Saved data entries -
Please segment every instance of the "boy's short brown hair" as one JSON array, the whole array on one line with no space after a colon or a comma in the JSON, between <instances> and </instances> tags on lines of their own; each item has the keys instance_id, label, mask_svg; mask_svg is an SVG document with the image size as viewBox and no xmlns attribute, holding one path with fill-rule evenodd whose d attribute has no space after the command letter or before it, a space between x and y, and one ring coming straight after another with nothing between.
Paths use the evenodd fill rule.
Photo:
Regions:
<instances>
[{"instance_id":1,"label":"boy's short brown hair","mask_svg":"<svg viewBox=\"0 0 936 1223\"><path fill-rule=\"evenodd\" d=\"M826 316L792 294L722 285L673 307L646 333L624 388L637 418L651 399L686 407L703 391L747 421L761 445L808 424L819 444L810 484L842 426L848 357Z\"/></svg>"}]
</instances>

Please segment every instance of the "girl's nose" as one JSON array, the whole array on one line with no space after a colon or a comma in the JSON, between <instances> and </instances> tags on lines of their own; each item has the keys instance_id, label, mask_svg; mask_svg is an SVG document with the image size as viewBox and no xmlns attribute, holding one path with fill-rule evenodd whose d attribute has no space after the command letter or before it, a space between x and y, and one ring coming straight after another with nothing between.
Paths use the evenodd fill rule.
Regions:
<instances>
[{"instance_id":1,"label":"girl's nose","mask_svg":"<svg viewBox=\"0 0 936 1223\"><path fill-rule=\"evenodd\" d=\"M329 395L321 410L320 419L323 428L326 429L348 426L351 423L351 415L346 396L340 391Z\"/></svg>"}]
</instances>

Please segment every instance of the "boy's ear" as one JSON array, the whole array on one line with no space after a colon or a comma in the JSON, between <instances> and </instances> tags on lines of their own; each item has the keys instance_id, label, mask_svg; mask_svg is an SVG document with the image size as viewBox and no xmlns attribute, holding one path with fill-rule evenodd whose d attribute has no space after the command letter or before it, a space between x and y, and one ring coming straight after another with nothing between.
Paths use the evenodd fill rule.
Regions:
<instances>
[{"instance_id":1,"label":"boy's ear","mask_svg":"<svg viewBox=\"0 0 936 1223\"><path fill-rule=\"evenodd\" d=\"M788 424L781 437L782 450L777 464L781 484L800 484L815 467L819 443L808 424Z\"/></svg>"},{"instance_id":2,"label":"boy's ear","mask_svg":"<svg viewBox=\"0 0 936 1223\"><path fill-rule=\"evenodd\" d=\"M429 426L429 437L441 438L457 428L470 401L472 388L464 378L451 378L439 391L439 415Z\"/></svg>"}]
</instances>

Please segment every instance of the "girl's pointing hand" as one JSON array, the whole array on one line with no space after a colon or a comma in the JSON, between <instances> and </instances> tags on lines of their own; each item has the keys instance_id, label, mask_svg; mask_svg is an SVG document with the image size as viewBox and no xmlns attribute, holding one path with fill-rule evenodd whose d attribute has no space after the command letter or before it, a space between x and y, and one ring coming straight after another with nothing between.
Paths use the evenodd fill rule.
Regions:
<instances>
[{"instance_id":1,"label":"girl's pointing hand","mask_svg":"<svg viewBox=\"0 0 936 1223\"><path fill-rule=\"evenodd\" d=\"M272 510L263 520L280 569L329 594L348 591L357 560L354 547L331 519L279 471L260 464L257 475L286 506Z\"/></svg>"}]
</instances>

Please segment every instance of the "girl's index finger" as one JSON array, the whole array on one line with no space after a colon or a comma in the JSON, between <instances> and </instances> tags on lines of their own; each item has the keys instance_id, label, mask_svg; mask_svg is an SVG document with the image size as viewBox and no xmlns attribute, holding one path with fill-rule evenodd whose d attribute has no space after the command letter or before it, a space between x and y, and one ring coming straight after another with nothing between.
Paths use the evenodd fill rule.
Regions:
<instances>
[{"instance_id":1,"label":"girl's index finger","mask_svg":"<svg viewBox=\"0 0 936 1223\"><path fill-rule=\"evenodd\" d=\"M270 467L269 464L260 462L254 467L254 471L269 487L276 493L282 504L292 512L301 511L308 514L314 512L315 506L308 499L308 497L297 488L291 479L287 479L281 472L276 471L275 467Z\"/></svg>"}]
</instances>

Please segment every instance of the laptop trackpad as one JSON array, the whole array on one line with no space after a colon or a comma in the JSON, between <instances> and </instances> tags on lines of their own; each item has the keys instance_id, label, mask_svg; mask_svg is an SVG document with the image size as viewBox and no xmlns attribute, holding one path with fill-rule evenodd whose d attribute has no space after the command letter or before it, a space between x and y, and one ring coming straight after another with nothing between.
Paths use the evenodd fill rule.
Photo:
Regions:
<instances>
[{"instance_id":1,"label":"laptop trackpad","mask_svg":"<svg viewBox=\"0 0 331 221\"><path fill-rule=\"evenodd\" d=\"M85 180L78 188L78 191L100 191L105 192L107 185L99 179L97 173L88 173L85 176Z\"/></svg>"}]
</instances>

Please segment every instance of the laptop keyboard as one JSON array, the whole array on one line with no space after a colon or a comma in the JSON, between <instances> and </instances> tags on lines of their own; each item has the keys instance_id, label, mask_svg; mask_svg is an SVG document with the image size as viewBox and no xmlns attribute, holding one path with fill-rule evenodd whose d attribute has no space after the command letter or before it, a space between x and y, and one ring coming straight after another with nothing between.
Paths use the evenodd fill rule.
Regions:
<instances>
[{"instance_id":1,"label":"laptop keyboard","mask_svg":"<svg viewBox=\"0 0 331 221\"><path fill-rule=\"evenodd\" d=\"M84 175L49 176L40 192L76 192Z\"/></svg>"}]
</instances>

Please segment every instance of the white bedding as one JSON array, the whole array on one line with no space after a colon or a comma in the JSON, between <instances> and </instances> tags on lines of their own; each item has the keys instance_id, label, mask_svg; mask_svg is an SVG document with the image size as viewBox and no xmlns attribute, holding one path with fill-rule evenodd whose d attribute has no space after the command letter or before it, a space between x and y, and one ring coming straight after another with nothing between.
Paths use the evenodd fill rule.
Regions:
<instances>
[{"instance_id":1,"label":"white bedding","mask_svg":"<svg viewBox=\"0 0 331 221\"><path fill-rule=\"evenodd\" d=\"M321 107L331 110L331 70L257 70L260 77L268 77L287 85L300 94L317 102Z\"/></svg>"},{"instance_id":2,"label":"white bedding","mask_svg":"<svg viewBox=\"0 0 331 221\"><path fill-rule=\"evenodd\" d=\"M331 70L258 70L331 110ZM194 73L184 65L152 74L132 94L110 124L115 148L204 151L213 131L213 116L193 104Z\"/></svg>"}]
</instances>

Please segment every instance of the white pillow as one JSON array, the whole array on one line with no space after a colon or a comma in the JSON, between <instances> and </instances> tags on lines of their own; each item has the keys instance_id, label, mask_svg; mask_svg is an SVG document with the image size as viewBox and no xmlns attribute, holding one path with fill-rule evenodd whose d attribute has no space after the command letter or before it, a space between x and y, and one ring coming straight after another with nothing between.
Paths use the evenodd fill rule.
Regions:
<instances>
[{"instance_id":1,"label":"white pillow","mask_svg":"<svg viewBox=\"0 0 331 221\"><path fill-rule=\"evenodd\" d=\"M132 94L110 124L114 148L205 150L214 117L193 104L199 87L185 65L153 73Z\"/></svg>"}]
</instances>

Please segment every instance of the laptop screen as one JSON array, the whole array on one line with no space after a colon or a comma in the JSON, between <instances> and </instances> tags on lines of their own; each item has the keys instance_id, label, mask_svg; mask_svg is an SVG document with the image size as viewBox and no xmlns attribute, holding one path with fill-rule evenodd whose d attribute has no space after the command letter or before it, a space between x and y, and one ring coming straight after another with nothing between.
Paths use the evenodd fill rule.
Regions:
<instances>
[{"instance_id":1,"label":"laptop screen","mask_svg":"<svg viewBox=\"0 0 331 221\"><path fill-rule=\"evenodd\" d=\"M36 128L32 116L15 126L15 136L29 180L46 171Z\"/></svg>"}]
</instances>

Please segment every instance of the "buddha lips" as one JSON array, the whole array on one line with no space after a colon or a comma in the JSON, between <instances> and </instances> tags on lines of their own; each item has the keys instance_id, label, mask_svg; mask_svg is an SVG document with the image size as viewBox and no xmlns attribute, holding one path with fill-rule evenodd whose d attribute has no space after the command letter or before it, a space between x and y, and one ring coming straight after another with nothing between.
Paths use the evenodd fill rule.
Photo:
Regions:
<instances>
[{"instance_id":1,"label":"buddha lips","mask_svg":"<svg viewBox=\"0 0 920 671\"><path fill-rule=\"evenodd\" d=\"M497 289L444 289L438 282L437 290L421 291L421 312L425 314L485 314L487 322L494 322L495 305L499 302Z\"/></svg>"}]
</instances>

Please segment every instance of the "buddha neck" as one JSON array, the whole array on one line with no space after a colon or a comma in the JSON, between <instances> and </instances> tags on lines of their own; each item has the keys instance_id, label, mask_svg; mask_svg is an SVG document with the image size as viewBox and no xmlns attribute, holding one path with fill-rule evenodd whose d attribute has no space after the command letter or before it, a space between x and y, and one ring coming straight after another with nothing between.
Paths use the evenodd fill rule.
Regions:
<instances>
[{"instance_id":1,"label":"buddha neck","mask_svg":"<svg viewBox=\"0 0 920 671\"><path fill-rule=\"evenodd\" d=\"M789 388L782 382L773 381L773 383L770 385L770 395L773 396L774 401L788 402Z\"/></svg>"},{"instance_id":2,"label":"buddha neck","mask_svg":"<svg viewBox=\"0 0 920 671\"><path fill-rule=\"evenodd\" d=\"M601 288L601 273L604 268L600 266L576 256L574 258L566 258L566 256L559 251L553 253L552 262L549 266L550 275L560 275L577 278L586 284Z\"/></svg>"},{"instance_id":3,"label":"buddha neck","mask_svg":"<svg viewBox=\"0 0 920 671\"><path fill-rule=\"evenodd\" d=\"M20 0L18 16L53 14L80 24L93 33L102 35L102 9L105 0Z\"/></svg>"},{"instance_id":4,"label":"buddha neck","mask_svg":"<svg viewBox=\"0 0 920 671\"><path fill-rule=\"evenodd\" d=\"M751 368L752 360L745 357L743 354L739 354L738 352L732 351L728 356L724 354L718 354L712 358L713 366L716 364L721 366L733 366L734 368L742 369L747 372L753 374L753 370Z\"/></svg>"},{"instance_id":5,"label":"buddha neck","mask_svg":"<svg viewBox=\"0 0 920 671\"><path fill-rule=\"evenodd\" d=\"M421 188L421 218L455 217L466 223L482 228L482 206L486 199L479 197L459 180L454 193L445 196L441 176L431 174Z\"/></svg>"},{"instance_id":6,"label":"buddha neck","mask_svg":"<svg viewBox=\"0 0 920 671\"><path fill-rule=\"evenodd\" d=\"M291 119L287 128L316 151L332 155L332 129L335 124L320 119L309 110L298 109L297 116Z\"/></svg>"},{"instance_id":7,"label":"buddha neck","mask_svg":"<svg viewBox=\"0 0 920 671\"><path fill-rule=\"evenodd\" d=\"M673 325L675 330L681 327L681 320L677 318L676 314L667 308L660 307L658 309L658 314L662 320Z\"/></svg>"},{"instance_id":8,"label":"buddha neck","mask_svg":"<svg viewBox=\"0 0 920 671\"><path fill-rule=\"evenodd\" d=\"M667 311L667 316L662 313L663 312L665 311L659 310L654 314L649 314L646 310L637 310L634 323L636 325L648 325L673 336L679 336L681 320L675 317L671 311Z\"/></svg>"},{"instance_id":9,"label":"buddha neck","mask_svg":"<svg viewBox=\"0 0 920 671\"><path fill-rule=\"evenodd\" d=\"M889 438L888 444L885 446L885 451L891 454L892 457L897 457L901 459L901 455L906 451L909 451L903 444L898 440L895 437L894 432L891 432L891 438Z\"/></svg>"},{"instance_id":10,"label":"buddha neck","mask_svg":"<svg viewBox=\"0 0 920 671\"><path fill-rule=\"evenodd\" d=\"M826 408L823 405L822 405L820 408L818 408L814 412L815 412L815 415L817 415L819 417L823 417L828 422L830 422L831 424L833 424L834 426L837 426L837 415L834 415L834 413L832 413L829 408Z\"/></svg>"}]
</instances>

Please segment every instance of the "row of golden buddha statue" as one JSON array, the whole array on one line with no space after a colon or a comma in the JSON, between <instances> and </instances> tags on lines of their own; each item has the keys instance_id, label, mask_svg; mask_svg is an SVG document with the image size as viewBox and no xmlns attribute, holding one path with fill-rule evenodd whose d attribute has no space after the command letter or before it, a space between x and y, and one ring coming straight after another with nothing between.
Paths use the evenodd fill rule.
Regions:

Task goal -
Extract, exactly as they appear, the lines from the one containing "of golden buddha" through the final line.

Answer for the task -
Please segment every instance of the "row of golden buddha statue" as one JSON array, the whole array on one line with no space after a colon or a comma in the JSON, between <instances> and </instances> tags on lines of their own; each item has the keys instance_id, label, mask_svg; mask_svg is an SVG document with the image size as viewBox and no xmlns attribute, holding one path with fill-rule evenodd whose d attribute has no space after the command letter or before it, a space between x and y, and one ring coming straight after another with nothing between.
Paths use the evenodd fill rule.
Regions:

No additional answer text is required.